**AIM A:** Extract each line of the records below that contains the word "water".

**PASSAGE GIVEN:**

==*==

The main findings of the study are two-fold. First, by comparing the living standards of
231 new clients of SAT with those of 305 non-clients and using the poverty assessment
tool developed by Henry et al. (2003), the study found that SAT reaches a
disproportionately smaller percentage of the very poor and a higher percentage of the less
poor in its operational areas. The study noted that programme placement plays a key role
in determining the type of clients reached by SAT since almost all its branches are located
in urban centres. This finding implies that unless sufficient investments are made by
government and development partners to improve the infrastructural base of such areas,
the majority of the very poor will remain outside the reach of microfinance providers. It
was found that the objective of financial sustainability being pursued by SAT has
eventually caused it to shift the provision of financial services from very poor households
to the less poor.

==*==

**Records from a data source:**
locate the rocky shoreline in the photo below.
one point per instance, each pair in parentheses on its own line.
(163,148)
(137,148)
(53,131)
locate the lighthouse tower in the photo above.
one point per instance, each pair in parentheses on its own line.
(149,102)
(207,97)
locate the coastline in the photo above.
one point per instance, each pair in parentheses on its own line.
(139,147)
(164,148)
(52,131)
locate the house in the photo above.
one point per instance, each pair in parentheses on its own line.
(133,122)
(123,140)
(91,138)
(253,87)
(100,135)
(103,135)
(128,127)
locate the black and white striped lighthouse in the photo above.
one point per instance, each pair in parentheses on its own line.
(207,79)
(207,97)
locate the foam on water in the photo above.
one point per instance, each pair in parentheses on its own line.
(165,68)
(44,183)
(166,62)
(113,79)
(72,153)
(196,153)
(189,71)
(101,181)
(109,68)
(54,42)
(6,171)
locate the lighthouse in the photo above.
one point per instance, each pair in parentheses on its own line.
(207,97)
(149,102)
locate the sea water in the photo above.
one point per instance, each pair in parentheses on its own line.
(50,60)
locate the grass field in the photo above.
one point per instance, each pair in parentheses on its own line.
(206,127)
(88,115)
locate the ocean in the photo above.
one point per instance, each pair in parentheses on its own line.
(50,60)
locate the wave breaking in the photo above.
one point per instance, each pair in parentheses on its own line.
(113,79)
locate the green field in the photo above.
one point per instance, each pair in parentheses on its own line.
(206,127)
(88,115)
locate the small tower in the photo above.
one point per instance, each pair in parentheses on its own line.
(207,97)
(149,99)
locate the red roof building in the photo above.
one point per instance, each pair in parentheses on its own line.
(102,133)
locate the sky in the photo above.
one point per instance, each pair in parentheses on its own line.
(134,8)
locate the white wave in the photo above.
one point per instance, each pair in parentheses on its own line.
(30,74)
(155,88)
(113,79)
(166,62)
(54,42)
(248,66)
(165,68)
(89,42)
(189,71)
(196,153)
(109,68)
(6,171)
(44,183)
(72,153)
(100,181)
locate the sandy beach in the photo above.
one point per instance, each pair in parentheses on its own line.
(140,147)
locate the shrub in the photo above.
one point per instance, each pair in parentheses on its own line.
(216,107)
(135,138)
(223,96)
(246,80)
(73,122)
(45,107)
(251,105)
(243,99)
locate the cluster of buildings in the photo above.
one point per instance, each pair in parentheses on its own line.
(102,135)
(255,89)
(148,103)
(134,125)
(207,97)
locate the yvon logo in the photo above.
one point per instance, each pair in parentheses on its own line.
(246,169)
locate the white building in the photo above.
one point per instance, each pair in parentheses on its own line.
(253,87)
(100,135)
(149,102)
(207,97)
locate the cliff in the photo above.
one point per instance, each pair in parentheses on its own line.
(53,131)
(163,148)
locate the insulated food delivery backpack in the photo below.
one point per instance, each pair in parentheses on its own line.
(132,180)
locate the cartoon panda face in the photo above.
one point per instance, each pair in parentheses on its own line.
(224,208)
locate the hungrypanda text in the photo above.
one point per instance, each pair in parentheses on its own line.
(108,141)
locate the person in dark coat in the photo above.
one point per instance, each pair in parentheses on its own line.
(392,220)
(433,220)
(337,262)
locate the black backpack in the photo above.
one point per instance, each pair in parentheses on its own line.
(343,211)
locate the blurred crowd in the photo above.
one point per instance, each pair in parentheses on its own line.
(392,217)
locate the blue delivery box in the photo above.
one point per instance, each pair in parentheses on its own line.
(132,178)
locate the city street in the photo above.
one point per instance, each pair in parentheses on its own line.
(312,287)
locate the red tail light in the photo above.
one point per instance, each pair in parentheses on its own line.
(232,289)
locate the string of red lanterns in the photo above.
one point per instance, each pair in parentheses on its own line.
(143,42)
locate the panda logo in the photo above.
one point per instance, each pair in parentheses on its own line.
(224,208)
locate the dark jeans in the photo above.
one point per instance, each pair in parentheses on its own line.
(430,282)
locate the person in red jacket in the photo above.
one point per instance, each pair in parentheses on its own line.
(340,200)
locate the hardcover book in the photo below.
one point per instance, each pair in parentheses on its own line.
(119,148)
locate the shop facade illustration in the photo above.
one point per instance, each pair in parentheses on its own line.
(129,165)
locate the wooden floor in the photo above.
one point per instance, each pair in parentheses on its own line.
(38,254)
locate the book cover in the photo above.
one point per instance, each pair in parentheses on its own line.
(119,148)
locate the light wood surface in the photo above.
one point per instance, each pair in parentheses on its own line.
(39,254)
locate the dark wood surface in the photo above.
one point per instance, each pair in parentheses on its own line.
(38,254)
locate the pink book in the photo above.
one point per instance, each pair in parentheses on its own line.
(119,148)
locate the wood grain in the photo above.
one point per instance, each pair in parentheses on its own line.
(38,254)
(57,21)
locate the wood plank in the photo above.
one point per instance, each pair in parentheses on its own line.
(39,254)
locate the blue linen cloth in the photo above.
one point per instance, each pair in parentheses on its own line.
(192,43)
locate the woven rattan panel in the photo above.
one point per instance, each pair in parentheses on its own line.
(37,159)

==*==

**AIM B:** List every numeral that appears in the passage on the microfinance study above.

**FULL ANSWER A:**
locate the foam on water in the photo above.
locate the sea water in the photo above.

**FULL ANSWER B:**
231
305
2003